[start EXTRACTED RECORDS]

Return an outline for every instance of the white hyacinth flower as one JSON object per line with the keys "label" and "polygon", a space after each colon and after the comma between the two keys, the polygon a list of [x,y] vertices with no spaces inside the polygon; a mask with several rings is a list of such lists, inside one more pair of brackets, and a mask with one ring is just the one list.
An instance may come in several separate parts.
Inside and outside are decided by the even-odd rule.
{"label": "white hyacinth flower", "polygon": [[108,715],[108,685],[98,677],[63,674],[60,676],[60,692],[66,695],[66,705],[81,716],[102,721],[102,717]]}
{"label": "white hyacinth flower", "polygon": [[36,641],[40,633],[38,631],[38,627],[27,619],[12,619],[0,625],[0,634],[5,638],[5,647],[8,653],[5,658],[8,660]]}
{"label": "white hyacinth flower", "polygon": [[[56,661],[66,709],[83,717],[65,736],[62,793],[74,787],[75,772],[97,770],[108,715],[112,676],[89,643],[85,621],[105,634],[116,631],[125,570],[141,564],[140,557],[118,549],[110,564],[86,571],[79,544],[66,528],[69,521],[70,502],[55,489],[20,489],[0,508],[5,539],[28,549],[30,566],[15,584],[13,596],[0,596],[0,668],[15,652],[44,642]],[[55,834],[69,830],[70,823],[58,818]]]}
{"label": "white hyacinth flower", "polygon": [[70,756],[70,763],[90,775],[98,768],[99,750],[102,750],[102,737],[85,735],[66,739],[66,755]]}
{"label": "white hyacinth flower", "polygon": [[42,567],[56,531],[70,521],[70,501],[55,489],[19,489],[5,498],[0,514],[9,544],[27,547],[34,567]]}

[end EXTRACTED RECORDS]

#### [EXERCISE]
Rewrite the material above with "separate parts" swapped for "disconnected pieces", leaving everything else as it is.

#### [EXERCISE SOLUTION]
Return an outline for every instance of the white hyacinth flower as one JSON object per line with the keys "label" and "polygon", a space after each colon and after the comma between the two keys, the polygon a list of [x,y] vertices with no spaces inside the polygon; a mask with several rings is a list of such lists, inside one more pair of brackets, and a mask with one ring is just the one list.
An instance may come in several disconnected pieces.
Inside and outside are decided by the even-odd rule.
{"label": "white hyacinth flower", "polygon": [[108,715],[108,685],[98,677],[63,674],[60,676],[60,692],[66,695],[66,705],[81,716],[102,721],[102,717]]}
{"label": "white hyacinth flower", "polygon": [[36,641],[40,633],[38,631],[38,627],[27,619],[12,619],[0,625],[0,634],[5,638],[5,647],[8,653],[5,658],[8,660]]}
{"label": "white hyacinth flower", "polygon": [[[56,661],[66,709],[83,717],[65,736],[62,793],[74,787],[75,772],[97,770],[108,715],[112,676],[89,643],[85,621],[105,634],[116,631],[125,570],[141,564],[140,557],[118,549],[110,564],[86,571],[79,544],[66,528],[69,521],[70,502],[55,489],[20,489],[0,508],[5,539],[28,549],[30,566],[15,584],[13,596],[0,596],[0,668],[15,652],[44,642]],[[55,834],[69,830],[70,823],[58,818]]]}
{"label": "white hyacinth flower", "polygon": [[70,756],[70,763],[90,775],[98,768],[99,750],[102,750],[102,737],[85,735],[66,739],[66,755]]}
{"label": "white hyacinth flower", "polygon": [[42,567],[56,531],[70,521],[70,501],[55,489],[19,489],[5,498],[0,514],[9,544],[27,547],[34,567]]}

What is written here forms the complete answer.